[Start of Attachment]

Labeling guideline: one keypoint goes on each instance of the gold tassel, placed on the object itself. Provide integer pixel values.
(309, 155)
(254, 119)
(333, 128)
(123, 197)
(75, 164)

[End of Attachment]

**PROBLEM REQUIREMENTS**
All of the entries above are to be written out again exactly.

**REPLY**
Labeling guideline: one keypoint goes on each instance of the gold tassel, placed on the object itself. Provide integer pixel values.
(309, 155)
(254, 119)
(333, 128)
(123, 197)
(75, 164)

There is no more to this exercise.